EXCERPTED TEXT:
▬▬▬▬▬▬▬▬▬▬

Repinning the shoulders and pinning a new neckline.

Repinning the shoulders and pinning a new neckline.

Here I went back to my pattern and took the measurements from my neckline and shoulder pins to approximate the new neckline to make sure I didn’t make anything uneven.  I used my drafting curves to choose an appropriate neckline for the front and the back.

Using drafting curve to revamp the neckline on the pattern

Using drafting curve to revamp the neckline on the pattern

Then I transferred the whole thing over to a new neckline pattern (because I didn’t want to destroy the original pattern). To my pattern I also added seam allowance. Since I am all about saving paper I always use the brown paper that comes in amazon packaging for my personal patterns. It is wide and long and irons out pretty well.

Transferring neckline pattern

Transferring neckline pattern

I also had to make a pattern for the front and back neck facing since my neckline had changed so dramatically. I simply traced the new neckline of the dress onto another sheet of brown paper and made a 2 inch semi-circular pattern strip.  I used this pattern to cut some lace for the neck facing. Since I didn’t think it made sense to make the facing only lace, I also cut out some lightweight sew in interfacing to back the lace facing.

I then proceeded to sew the shoulder seams and neckline as recommended in the instructions, but omitting the invisible shoulder zipper since the neckline was now big enough to fit my head through. For my new neckline I really had to clip my curves but then everything sat beautifully flat.

▬▬▬▬▬▬▬▬▬▬

Entries from a data source
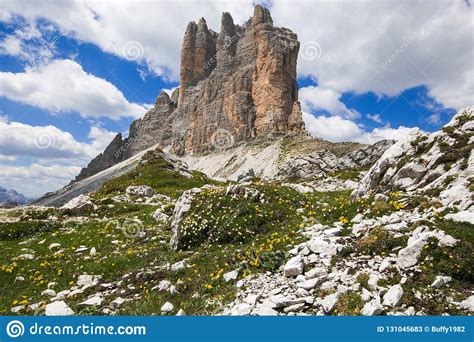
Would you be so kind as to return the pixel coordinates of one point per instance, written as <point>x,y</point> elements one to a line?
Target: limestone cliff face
<point>235,86</point>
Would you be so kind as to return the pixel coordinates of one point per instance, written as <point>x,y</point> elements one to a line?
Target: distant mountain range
<point>11,198</point>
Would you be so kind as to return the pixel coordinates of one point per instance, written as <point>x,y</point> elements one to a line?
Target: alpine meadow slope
<point>219,203</point>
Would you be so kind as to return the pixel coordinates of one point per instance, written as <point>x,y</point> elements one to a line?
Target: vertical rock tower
<point>236,86</point>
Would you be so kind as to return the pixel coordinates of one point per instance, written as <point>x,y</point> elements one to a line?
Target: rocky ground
<point>393,239</point>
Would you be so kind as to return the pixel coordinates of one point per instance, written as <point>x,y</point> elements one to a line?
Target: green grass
<point>349,304</point>
<point>349,174</point>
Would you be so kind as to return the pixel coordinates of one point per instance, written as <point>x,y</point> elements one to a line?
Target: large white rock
<point>88,280</point>
<point>294,266</point>
<point>93,301</point>
<point>440,281</point>
<point>408,256</point>
<point>59,308</point>
<point>160,216</point>
<point>265,311</point>
<point>79,204</point>
<point>468,304</point>
<point>329,302</point>
<point>393,296</point>
<point>309,284</point>
<point>372,308</point>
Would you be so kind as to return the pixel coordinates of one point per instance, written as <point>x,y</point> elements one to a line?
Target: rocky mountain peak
<point>236,86</point>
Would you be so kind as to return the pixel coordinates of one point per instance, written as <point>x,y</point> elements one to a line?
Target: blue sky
<point>73,74</point>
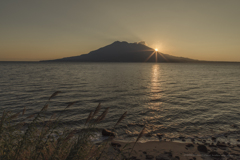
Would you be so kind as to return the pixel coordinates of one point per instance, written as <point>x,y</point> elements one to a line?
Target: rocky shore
<point>196,149</point>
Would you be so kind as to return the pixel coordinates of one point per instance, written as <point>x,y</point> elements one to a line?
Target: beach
<point>167,150</point>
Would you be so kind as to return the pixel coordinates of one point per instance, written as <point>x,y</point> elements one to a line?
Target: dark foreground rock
<point>214,154</point>
<point>106,132</point>
<point>162,157</point>
<point>202,148</point>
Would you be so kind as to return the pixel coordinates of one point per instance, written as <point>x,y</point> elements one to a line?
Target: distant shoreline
<point>111,62</point>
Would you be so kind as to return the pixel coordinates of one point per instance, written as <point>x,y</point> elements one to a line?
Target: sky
<point>51,29</point>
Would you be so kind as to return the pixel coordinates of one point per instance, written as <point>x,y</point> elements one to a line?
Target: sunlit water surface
<point>173,99</point>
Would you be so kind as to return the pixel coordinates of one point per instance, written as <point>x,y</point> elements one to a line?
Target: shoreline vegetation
<point>40,139</point>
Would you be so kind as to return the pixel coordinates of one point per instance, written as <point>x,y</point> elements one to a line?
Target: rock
<point>162,157</point>
<point>189,145</point>
<point>212,145</point>
<point>234,126</point>
<point>225,153</point>
<point>222,146</point>
<point>148,135</point>
<point>149,156</point>
<point>133,158</point>
<point>202,148</point>
<point>106,132</point>
<point>215,154</point>
<point>214,139</point>
<point>168,153</point>
<point>159,135</point>
<point>116,144</point>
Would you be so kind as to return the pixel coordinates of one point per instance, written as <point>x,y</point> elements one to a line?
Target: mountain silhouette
<point>124,52</point>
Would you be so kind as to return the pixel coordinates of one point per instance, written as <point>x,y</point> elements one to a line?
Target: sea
<point>190,100</point>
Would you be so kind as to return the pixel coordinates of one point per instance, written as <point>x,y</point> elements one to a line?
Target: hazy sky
<point>51,29</point>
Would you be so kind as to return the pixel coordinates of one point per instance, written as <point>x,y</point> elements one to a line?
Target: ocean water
<point>174,99</point>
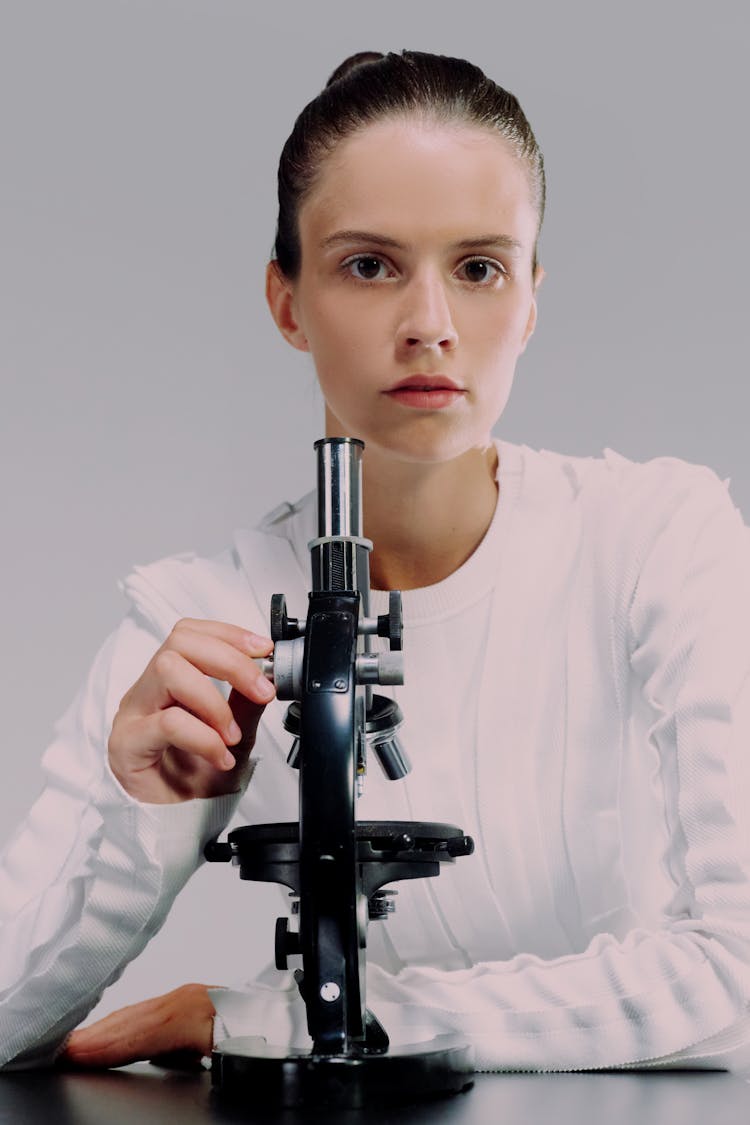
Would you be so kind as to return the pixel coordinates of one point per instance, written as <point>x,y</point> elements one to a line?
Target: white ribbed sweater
<point>577,698</point>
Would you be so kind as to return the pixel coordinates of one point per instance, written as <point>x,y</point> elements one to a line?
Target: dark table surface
<point>145,1095</point>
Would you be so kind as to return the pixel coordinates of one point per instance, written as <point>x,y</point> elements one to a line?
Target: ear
<point>531,324</point>
<point>281,300</point>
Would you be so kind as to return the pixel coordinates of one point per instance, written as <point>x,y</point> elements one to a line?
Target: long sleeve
<point>90,874</point>
<point>667,990</point>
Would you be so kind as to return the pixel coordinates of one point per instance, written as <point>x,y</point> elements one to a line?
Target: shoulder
<point>227,586</point>
<point>613,484</point>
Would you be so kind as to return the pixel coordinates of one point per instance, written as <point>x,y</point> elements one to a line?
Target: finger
<point>209,655</point>
<point>179,1020</point>
<point>147,737</point>
<point>181,683</point>
<point>245,640</point>
<point>246,714</point>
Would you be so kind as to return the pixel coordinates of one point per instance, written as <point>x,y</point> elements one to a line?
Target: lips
<point>426,392</point>
<point>425,383</point>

▬▬▬▬▬▬▬▬▬▬

TASK INSTRUCTIONS:
1. Copy part of the neckline excerpt word for word, beginning at the words "Then I transferred" and stopping after "the lace facing.".
2. Find each line in the entries that contains the string "surface", and copy those lines.

ANSWERS TO THE TASKS:
1.
Then I transferred the whole thing over to a new neckline pattern (because I didn’t want to destroy the original pattern). To my pattern I also added seam allowance. Since I am all about saving paper I always use the brown paper that comes in amazon packaging for my personal patterns. It is wide and long and irons out pretty well.

Transferring neckline pattern

Transferring neckline pattern

I also had to make a pattern for the front and back neck facing since my neckline had changed so dramatically. I simply traced the new neckline of the dress onto another sheet of brown paper and made a 2 inch semi-circular pattern strip.  I used this pattern to cut some lace for the neck facing. Since I didn’t think it made sense to make the facing only lace, I also cut out some lightweight sew in interfacing to back the lace facing.

2.
Target: sunlit water surface
Target: dark table surface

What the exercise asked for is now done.